* [Directive]: Please change every "in this photo" in the records below to "in this image", keeping everything else the same.

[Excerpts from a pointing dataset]

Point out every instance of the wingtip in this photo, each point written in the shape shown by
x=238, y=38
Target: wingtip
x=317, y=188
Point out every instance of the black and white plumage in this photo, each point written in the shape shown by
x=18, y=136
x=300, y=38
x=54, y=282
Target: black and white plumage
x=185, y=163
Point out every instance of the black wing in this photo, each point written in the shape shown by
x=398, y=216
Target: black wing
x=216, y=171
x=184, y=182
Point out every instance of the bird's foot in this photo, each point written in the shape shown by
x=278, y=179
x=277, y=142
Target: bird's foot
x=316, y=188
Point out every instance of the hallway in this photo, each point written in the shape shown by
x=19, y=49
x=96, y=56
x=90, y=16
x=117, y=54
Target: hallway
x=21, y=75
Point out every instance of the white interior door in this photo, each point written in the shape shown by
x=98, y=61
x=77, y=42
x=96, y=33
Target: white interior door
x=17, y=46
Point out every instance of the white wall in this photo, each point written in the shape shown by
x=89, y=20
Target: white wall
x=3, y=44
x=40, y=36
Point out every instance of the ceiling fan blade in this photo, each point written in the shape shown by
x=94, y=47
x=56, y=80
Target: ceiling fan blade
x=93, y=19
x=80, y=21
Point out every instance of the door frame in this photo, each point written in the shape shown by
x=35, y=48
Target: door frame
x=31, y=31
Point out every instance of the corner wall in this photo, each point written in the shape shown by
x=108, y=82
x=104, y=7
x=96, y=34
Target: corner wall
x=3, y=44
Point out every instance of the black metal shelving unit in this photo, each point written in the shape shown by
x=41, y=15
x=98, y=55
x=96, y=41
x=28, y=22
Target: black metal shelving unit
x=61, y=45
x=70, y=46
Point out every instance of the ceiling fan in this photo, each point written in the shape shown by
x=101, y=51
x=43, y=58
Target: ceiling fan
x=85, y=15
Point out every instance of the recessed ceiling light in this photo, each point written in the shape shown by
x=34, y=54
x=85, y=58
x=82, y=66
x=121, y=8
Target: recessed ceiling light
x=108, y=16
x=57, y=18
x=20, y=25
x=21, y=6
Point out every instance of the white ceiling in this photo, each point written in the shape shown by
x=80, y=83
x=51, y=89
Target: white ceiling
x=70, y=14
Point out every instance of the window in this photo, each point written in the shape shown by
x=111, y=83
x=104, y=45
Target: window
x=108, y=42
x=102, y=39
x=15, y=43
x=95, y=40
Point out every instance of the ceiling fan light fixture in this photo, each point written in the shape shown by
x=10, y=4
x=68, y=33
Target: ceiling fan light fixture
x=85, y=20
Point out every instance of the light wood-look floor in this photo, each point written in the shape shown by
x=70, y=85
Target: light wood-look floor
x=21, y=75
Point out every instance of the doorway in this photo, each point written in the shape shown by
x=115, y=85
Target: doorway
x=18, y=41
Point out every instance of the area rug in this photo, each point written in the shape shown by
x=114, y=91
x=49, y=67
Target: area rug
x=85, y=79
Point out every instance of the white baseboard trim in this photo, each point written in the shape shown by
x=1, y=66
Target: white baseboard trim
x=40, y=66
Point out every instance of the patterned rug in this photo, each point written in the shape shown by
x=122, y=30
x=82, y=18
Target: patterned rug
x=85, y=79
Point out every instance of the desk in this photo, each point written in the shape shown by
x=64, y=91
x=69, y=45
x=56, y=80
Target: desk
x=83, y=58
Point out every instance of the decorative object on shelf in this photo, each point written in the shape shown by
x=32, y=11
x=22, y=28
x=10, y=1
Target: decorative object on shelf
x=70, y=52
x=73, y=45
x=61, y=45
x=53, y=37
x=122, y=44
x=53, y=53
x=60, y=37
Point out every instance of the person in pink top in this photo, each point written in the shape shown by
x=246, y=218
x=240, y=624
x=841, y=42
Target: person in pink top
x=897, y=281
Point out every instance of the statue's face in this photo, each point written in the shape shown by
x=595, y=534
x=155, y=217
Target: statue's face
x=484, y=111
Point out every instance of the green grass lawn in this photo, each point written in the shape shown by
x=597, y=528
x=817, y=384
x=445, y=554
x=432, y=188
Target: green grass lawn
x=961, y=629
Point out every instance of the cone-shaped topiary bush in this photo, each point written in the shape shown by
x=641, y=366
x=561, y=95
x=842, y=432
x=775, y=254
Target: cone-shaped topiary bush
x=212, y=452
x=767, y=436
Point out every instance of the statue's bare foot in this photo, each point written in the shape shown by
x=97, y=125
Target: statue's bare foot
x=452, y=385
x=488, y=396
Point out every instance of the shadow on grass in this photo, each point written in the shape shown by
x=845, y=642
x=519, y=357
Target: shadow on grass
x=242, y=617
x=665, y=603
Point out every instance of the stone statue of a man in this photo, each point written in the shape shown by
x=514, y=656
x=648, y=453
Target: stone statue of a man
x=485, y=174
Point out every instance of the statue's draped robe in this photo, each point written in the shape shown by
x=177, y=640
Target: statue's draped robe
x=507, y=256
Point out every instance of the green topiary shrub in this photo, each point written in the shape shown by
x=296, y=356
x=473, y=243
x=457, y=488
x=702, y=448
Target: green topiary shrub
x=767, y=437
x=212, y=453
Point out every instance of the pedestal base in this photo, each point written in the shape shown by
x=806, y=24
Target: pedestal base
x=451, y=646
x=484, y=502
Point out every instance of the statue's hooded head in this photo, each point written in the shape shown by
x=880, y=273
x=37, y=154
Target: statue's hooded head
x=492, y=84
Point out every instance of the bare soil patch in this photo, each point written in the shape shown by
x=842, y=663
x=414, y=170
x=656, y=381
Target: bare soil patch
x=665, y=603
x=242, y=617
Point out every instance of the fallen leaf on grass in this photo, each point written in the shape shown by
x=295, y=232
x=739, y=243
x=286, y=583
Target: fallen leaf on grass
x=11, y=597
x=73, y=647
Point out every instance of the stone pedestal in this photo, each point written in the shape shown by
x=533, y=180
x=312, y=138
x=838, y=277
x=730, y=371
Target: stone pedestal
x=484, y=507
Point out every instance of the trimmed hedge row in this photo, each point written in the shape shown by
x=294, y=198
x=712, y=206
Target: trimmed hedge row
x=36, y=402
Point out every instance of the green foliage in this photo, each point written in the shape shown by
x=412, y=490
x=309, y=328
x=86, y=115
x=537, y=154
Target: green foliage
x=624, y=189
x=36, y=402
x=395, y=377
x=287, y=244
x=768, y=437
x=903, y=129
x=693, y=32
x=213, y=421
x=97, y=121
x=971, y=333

* [Task result]:
Point out every instance of the wingtip in this image, each point written in the shape shown by
x=238, y=38
Target: wingtip
x=317, y=188
Point out every instance of the black and white plumage in this image, each point written in the shape shown by
x=18, y=136
x=300, y=38
x=54, y=282
Target: black and white plumage
x=185, y=163
Point out every instance of the black wing in this image, each point written in the shape shown by
x=398, y=216
Target: black wing
x=216, y=171
x=184, y=182
Point out every instance of the bird's foot in this image, each point written in the shape shown by
x=278, y=179
x=277, y=142
Target: bird's foot
x=316, y=188
Point out every instance of the hallway in this image, each point written in the shape shown by
x=19, y=49
x=96, y=56
x=90, y=16
x=117, y=54
Target: hallway
x=21, y=75
Point out every instance of the white interior door in this image, each point written in the shape shown by
x=98, y=61
x=77, y=42
x=96, y=33
Target: white interior door
x=17, y=46
Point out every instance of the white wall in this image, each point written in the shape shown by
x=89, y=20
Target: white wall
x=3, y=44
x=40, y=36
Point out every instance of the ceiling fan blade in this image, each point written in the shape shown by
x=94, y=47
x=56, y=80
Target: ceiling fan blade
x=93, y=19
x=80, y=21
Point out every instance of the door frame in this image, each point written in the shape shown by
x=35, y=48
Target: door frame
x=31, y=31
Point out every instance of the corner wall in this image, each point written in the shape shown by
x=108, y=82
x=104, y=7
x=96, y=34
Target: corner wall
x=3, y=44
Point out every instance of the black metal shelving unit in this image, each point written in the shape shown by
x=41, y=15
x=98, y=55
x=96, y=41
x=28, y=22
Target: black metal shelving unit
x=61, y=45
x=70, y=46
Point out every instance of the ceiling fan in this image, each point written in the shape shown by
x=101, y=51
x=43, y=58
Target: ceiling fan
x=85, y=15
Point out every instance of the recessed ceiling light in this image, each point written in the shape shown by
x=34, y=54
x=85, y=58
x=82, y=66
x=121, y=8
Target: recessed ceiling light
x=108, y=16
x=57, y=18
x=20, y=25
x=21, y=6
Point out every instance of the white ceiling in this image, each point written in the shape shown by
x=80, y=83
x=51, y=89
Target: white ceiling
x=70, y=14
Point out every instance of the window in this image, each point written in the shape shown by
x=111, y=83
x=104, y=45
Target: window
x=108, y=42
x=102, y=39
x=15, y=43
x=95, y=40
Point out every instance of the ceiling fan light fixture in this image, each point written in the shape shown by
x=10, y=4
x=68, y=33
Target: ceiling fan light fixture
x=85, y=20
Point out every instance of the light wood-look floor in this image, each point written in the shape shown by
x=70, y=85
Target: light wood-look floor
x=21, y=75
Point out every instance of the doorway in this image, each point written in the shape shown by
x=115, y=85
Target: doorway
x=18, y=41
Point out every instance of the area rug in this image, each point written in the shape shown by
x=114, y=91
x=49, y=67
Target: area rug
x=85, y=79
Point out every instance of the white baseboard trim in this image, each point written in the shape shown by
x=1, y=66
Target: white baseboard trim
x=40, y=66
Point out every instance of the patterned rug in this image, each point written in the shape shown by
x=122, y=30
x=82, y=18
Target: patterned rug
x=85, y=79
Point out every instance of the desk in this image, each point written in the shape shown by
x=64, y=91
x=69, y=45
x=56, y=80
Target: desk
x=83, y=58
Point out every instance of the decorative object on shelf in this image, each point written in the shape shown by
x=32, y=11
x=22, y=28
x=10, y=1
Target: decorative object on shelf
x=70, y=52
x=73, y=45
x=61, y=45
x=53, y=37
x=122, y=44
x=53, y=53
x=60, y=37
Point out every instance of the person in pink top in this image, each point written in the shape shown by
x=246, y=218
x=240, y=624
x=841, y=42
Target: person in pink top
x=897, y=281
Point out every instance of the statue's face in this image, each point written in the shape shown by
x=595, y=534
x=155, y=217
Target: statue's face
x=484, y=111
Point out every instance of the green grass lawn in this image, each point written in the shape shown by
x=597, y=528
x=817, y=384
x=445, y=554
x=432, y=188
Target: green grass lawn
x=961, y=629
Point out every instance of the cone-shaped topiary bush in this image, each point written in the shape shown by
x=641, y=366
x=561, y=95
x=842, y=432
x=775, y=254
Target: cone-shaped topiary bush
x=212, y=452
x=767, y=436
Point out every instance of the statue's bare foot in this image, each point written in the shape shown by
x=97, y=125
Target: statue's bare foot
x=452, y=385
x=488, y=396
Point out every instance of the shadow on grass in this image, each point written in the shape shown by
x=845, y=642
x=519, y=357
Target: shadow on grass
x=242, y=617
x=665, y=603
Point out every instance of the stone statue of a man in this image, each point written in the shape shown by
x=514, y=656
x=648, y=453
Target: stone statue of a man
x=485, y=174
Point out every instance of the statue's draped robe in this image, each point written in the shape shown by
x=177, y=640
Target: statue's draped robe
x=507, y=256
Point out every instance of the green topiary shrub in this image, each point written in the shape shown by
x=296, y=356
x=473, y=243
x=457, y=488
x=702, y=448
Target: green topiary shrub
x=767, y=437
x=212, y=453
Point out every instance of the pedestal base in this image, each point written in the shape shown by
x=806, y=24
Target: pedestal base
x=451, y=646
x=484, y=502
Point out every instance of the statue's hooded head in this image, each point written in the shape shown by
x=880, y=273
x=37, y=154
Target: statue's hooded head
x=492, y=84
Point out every instance of the bare soil patch in this image, each point written in the shape shown by
x=842, y=663
x=414, y=170
x=656, y=381
Target: bare soil patch
x=665, y=603
x=242, y=617
Point out every instance of the fallen leaf on grass in this image, each point written in the shape shown by
x=295, y=232
x=739, y=243
x=286, y=583
Target: fallen leaf on grass
x=11, y=597
x=73, y=647
Point out every instance of the stone pedestal in this image, each point written in the shape shown by
x=533, y=180
x=312, y=138
x=838, y=277
x=730, y=371
Target: stone pedestal
x=484, y=507
Point out every instance of the trimmed hedge row in this image, each point written in the shape shown by
x=294, y=198
x=712, y=206
Target: trimmed hedge row
x=36, y=402
Point out every instance of the green foliage in this image, each point written in the shape shown by
x=412, y=490
x=309, y=328
x=86, y=115
x=537, y=154
Target: green foliage
x=624, y=189
x=36, y=402
x=395, y=377
x=287, y=244
x=768, y=437
x=903, y=129
x=693, y=32
x=213, y=421
x=97, y=121
x=971, y=333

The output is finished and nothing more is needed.